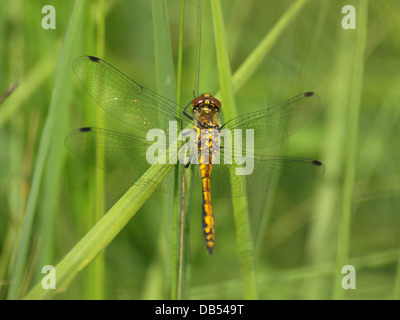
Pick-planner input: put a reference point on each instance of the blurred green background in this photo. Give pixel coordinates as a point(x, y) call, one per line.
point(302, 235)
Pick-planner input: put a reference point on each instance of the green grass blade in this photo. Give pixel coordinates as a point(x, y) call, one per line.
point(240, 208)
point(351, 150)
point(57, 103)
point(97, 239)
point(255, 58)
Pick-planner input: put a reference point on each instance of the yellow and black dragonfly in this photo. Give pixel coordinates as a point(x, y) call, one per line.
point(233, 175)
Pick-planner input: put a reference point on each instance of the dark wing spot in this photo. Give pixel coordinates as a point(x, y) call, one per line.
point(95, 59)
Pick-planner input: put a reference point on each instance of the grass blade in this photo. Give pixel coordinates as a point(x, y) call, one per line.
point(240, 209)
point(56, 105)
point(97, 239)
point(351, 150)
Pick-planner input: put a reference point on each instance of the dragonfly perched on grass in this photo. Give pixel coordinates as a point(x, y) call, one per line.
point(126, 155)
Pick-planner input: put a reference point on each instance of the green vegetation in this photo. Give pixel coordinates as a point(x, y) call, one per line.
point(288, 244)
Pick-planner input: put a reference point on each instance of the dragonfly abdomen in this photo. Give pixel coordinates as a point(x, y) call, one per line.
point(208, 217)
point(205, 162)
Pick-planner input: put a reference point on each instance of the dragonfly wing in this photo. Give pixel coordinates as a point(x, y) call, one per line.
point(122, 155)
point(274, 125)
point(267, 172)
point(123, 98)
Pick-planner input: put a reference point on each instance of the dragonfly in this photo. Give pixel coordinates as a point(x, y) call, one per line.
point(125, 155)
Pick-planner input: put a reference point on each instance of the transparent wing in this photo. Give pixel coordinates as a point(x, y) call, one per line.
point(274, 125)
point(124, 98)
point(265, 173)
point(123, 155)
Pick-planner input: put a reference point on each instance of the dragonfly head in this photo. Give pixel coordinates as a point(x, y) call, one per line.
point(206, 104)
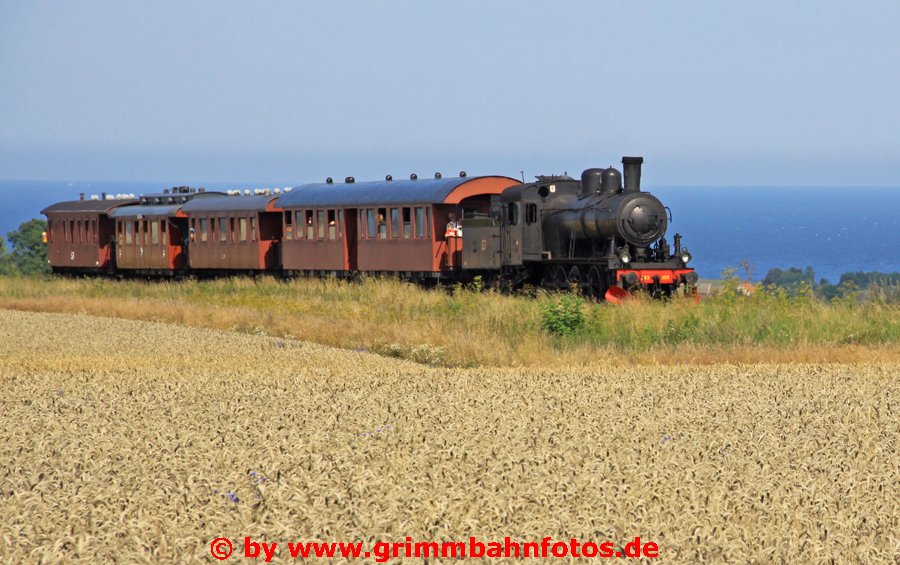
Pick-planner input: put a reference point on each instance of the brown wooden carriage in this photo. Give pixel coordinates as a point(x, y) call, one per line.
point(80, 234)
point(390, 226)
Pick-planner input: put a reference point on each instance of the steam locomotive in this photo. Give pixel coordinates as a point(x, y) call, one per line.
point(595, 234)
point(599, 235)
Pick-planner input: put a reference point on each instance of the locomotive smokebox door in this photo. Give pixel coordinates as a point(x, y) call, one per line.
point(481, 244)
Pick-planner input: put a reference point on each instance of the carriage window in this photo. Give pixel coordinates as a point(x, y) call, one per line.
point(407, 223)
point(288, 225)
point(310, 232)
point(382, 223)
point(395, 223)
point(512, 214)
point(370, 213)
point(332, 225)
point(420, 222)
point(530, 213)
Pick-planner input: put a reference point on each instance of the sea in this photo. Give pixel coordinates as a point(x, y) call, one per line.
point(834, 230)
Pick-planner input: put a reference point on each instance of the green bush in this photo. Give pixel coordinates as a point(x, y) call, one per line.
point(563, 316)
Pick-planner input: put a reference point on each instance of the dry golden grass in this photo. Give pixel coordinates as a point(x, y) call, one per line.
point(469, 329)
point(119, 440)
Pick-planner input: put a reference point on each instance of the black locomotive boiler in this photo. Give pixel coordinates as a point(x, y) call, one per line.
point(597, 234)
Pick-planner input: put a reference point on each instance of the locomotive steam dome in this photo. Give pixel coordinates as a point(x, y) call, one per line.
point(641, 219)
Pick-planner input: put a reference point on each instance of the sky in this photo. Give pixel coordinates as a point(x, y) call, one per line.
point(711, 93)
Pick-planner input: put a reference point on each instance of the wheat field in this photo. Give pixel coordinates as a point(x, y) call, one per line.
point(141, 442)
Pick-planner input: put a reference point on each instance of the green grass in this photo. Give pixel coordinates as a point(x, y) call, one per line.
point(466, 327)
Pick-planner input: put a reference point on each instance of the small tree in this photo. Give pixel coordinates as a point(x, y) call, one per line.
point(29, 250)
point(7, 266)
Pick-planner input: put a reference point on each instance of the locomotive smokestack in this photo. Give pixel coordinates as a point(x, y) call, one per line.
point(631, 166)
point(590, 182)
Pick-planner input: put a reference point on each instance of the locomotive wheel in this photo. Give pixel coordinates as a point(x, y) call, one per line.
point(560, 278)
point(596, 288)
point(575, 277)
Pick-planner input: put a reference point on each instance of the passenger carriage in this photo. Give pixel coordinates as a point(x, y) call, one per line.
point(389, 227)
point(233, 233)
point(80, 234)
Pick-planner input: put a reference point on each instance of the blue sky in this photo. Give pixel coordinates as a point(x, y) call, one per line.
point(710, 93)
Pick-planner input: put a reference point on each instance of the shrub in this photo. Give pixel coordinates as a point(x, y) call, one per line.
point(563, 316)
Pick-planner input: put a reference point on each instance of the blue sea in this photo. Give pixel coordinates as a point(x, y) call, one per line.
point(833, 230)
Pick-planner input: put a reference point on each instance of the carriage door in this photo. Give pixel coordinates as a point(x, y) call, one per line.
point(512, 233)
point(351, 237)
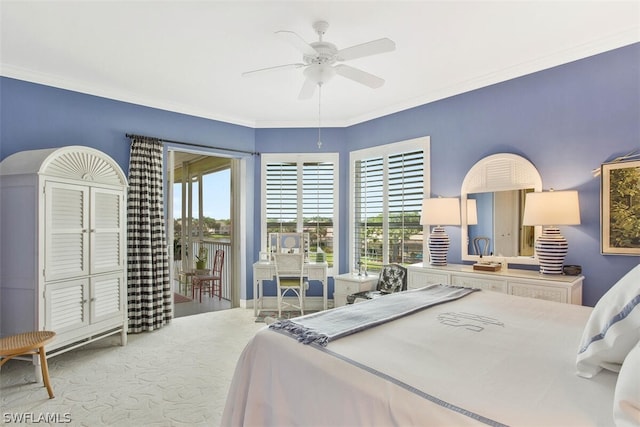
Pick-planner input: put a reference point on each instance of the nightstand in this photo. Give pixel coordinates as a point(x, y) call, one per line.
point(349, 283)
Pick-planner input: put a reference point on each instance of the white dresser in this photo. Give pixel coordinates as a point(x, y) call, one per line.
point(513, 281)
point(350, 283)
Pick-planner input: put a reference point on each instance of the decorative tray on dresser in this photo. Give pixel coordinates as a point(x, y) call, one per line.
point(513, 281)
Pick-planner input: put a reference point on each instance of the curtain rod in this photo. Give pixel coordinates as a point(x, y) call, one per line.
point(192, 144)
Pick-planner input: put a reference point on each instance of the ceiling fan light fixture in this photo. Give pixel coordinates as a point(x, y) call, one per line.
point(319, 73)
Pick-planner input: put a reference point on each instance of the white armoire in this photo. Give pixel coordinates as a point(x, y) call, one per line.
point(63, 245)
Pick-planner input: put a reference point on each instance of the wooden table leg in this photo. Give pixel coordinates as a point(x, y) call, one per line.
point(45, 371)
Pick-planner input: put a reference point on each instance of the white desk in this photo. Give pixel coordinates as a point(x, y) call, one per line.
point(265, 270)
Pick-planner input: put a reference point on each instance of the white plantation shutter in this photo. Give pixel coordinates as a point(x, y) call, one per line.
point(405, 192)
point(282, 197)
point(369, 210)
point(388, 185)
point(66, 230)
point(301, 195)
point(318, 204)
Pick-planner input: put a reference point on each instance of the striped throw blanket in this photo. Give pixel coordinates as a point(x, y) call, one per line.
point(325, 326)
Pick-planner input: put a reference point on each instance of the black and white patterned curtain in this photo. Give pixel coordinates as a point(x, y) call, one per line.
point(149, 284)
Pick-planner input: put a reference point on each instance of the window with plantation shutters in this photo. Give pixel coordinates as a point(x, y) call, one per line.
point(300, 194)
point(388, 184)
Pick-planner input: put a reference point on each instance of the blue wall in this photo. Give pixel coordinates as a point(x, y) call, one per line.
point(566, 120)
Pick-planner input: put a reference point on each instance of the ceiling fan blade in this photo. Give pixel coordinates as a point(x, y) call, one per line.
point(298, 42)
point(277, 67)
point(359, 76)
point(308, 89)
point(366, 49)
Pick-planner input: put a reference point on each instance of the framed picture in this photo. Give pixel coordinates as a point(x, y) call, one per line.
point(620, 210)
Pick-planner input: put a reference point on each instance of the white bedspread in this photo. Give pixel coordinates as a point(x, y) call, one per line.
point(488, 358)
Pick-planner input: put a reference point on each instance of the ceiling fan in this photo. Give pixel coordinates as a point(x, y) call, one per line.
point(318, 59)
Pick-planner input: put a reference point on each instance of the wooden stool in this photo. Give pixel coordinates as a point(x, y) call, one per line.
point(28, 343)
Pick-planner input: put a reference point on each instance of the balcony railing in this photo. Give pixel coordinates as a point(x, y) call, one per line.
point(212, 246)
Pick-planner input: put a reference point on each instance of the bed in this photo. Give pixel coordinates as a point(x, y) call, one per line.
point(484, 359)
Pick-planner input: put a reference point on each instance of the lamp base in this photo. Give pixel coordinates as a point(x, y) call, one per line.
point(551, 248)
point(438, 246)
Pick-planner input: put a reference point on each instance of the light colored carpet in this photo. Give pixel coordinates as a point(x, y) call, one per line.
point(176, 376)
-=-=-=-=-
Arrange the lines between the one holding "the dragonfly in" and the one holding "point(125, 155)", inclusive, as a Markdown table with the columns "No." and "Line", leaving out any blank lines.

§ **Task result**
| No. | Line |
|---|---|
| 1 | Pick-planner input: put a reference point on each instance of the dragonfly in this photo. Give pixel coordinates as a point(x, y) call, one per line. |
| 2 | point(125, 155) |